Отрывок для чтения:
И вот канули эти тринадцать серебряных лет — и для поэзии и для «честолюбивой Ани»:
«Схваченная во время бегства в Финляндию, измученная, растерзанная Вырубова, лежа в кишащем вшами трюме, всю ночь слышит споры пьяных матросов — кому и как прикончить „царскую наперсницу" и придется ли рубить труп пополам, чтобы протиснуть в люк. По дикой насмешке судьбы — это трюм той самой „Полярной звезды", где началась ее близость с царицей. Понимает ли Вырубова хоть теперь, к какой страшной цели она стремилась, увлекая за собой царицу, царя и Россию?»
Очерки Георгия Иванова при его жизни в книгу собраны не были, вроде бы и не завершены… Но благодаря неожиданному финалу в них проявился смысловой рифмой заданный внутренний сюжет: так наспех, грязно, кроваво оборвалась сама русская история, ее умопомрачительный Петербургский период.
В стихах об этом скажется еще короче:
Веревка, пуля, каторжный рассвет,
Над тем, чему названья в мире нет.
(«Россия счастие. Россия свет…»)
Известна фраза Георгия Иванова, сказанная в кронштадтские дни: «Я с радостью отдал бы все свои стихи, только бы они победили» И это не была интимная обмолвка, продиктованная разыгравшимся воображением. Вот что он сам пишет через тридцать лет — о собственной причастности (под началом Гумилева) к петроградской «Боевой организации» 1921 года: «Я был и участником злощастного — и дурацкого — Таганцевского заговора — из-за которого он погиб. Если меня не арестовали, то только потому, что я был в „десятке" Гумилева, а он — в отличие от большинства других, в частности самого Таганцева, — не назвал ни одного имени».

Представленные записи:
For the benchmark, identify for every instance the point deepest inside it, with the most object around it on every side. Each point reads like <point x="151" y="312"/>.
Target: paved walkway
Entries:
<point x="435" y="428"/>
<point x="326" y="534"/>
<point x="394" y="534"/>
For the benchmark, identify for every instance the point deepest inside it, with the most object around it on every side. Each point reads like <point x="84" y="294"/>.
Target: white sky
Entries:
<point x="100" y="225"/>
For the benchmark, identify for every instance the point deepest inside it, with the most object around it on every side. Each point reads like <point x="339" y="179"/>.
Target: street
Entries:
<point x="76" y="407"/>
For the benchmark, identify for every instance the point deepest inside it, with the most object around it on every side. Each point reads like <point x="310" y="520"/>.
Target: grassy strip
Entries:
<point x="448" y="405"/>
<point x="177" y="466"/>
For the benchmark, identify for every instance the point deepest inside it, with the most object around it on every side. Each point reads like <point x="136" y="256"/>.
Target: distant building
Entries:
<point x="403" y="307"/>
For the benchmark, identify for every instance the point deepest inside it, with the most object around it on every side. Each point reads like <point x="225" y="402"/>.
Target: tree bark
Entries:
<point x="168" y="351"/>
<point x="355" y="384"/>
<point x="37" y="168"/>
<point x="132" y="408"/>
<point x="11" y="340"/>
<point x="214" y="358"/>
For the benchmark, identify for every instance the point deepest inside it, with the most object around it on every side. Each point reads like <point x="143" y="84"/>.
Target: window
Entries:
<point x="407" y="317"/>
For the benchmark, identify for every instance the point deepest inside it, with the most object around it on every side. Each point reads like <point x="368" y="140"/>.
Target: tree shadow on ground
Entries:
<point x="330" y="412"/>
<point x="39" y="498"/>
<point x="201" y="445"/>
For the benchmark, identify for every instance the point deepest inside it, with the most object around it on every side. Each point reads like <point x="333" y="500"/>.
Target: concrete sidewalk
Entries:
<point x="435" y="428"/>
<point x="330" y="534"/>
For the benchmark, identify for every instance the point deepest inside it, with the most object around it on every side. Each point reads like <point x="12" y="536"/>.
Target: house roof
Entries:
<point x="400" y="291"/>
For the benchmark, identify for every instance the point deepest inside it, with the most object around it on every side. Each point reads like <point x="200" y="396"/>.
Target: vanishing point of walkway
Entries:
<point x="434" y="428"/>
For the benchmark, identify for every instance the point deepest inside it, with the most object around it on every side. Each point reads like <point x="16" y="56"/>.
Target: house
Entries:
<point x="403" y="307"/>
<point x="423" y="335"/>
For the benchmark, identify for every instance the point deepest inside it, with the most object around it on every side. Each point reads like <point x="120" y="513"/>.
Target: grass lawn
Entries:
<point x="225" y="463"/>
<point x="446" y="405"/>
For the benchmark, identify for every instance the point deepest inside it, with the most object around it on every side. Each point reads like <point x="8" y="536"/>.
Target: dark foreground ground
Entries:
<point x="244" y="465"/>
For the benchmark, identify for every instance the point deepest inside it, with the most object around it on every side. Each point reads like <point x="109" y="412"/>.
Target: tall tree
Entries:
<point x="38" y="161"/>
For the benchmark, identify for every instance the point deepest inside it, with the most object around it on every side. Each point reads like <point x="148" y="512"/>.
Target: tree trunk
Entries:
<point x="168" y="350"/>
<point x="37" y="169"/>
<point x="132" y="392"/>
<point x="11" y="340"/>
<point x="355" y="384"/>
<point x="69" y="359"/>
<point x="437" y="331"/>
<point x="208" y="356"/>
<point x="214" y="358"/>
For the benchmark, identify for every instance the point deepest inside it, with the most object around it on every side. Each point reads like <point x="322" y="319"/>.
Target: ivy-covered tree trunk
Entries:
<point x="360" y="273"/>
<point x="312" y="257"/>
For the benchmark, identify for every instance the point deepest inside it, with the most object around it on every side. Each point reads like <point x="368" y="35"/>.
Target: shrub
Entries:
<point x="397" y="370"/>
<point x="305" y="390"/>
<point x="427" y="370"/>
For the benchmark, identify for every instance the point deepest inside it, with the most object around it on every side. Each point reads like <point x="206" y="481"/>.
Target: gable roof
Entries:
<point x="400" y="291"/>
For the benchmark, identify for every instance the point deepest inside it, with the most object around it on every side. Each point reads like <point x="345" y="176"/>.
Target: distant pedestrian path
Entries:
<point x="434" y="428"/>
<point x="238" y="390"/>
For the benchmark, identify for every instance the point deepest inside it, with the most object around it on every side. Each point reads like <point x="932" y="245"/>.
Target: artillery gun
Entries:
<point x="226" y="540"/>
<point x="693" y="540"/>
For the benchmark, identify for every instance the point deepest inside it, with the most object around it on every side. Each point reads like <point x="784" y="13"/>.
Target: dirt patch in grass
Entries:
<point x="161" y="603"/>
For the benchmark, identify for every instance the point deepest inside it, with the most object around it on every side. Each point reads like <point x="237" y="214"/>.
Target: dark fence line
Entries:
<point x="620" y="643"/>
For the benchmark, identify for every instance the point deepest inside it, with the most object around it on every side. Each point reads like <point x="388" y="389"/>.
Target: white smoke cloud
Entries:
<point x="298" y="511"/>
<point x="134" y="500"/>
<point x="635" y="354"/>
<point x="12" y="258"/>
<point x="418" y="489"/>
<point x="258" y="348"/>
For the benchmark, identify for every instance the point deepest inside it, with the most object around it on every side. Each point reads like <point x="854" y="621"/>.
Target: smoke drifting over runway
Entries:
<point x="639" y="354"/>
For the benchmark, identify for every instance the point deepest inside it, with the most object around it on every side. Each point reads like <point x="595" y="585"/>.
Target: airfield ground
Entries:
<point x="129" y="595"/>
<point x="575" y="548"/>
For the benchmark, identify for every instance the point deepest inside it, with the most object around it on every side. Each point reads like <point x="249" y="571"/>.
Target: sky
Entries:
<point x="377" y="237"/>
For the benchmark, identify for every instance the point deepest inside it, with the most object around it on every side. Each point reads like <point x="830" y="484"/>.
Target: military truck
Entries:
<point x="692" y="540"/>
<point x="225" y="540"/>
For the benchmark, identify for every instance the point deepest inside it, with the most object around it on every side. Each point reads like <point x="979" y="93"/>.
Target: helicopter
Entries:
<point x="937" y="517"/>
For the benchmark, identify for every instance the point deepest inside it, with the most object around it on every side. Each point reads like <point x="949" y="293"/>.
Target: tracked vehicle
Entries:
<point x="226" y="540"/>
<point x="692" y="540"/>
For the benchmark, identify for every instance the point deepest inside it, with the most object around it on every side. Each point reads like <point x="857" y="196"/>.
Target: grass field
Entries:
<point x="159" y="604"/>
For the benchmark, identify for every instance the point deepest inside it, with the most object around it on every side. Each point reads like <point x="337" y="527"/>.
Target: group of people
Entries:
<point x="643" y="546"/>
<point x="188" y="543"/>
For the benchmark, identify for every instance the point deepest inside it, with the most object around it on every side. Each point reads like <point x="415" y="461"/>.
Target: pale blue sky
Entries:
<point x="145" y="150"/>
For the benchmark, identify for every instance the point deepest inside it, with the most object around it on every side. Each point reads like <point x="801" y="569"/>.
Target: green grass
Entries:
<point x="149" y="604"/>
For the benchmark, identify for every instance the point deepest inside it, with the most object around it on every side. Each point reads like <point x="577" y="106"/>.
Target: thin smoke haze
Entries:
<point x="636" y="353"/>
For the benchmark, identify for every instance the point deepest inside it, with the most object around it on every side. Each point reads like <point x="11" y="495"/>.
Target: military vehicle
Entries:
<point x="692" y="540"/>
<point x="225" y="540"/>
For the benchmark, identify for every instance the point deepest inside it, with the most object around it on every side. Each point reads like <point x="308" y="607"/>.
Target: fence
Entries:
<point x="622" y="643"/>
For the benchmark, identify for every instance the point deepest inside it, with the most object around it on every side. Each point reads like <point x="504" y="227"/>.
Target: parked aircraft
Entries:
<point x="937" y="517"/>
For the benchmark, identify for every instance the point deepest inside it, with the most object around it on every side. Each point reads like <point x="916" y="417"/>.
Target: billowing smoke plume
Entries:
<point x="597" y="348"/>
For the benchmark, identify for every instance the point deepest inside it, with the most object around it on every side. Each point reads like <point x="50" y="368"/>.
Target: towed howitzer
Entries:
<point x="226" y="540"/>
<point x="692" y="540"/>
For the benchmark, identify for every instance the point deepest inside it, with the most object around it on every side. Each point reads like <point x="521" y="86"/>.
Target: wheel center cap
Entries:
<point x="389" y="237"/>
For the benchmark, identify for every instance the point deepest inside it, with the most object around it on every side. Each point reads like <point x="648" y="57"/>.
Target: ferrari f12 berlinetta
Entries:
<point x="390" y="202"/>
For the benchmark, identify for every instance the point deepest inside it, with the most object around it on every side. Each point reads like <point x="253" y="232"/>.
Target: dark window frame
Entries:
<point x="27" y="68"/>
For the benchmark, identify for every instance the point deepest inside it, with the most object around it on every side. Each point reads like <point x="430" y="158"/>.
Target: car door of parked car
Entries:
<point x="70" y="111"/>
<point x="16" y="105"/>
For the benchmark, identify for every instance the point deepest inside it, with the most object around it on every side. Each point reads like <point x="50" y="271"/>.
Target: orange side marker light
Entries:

Задание для выполнения: Напишите продолжение отрывка о Георгии Иванове, начав сразу после последнего приведенного в нем предложения.

Полученный результат:
Между тем и арестован Георгий Иванов тоже был — как раз после Кронштадтского мятежа. До сих пор не совсем ясны причины этого ареста. Сам поэт выдвигал версию бытовую: за посещение «нелегальной» столовой! Захватив власть, большевики пресекали любое частное предпринимательство, и поэт за одно лишь пользование рыночными услугами отправился на Шпалерную. Понадобились усилия Александра Блока и других известных деятелей культуры, чтобы освободить его (вместе с несколькими другими писателями) из ЧК.
Непосредственный участник и свидетель событий Н. М. Волковыский так рассказывает об этой истории:
«Блок в кабинете крупного петербургского чекиста Озолина. Александр Александрович — один из трех делегатов от литературных организаций. Хлопочет об освобождении целой группы писателей, арестованных Чекой и сидящих в тюрьмах. <…> Время было тревожное и опасное — только что было сломлено кронштадтское восстание <…>. Озолин проявил особый интерес к личности и поэтическому творчеству Георгия Иванова. Он сообщил как-то вскользь, что „следит за поэзией, интересуется ею, но Георгия Иванова не читал". Тут же оказывается, что имя поэта ему очень даже хорошо известно — и по „Аполлону", и по выступлениям в Доме искусств…» И дальше идет весьма впечатляющая сцена, едва ли не наталкивающая на сравнение с известным разговором Пастернака со Сталиным о Мандельштаме. Блок «порой ничего не отвечал, если вопрос не был непосредственно к нему… смотрел себе под ноги на ковер. И лишь на вопрос Озолина:
– Скажите, Александр Александрович, Георгий Иванов — талантливый человек? — ответил с едва дрожащей на губах улыбкой:
– Талантливый? Мы с ним разных направлений: я — символист, он — акмеист. Это мне чужое. Но должен признать, что он – человек даровитый».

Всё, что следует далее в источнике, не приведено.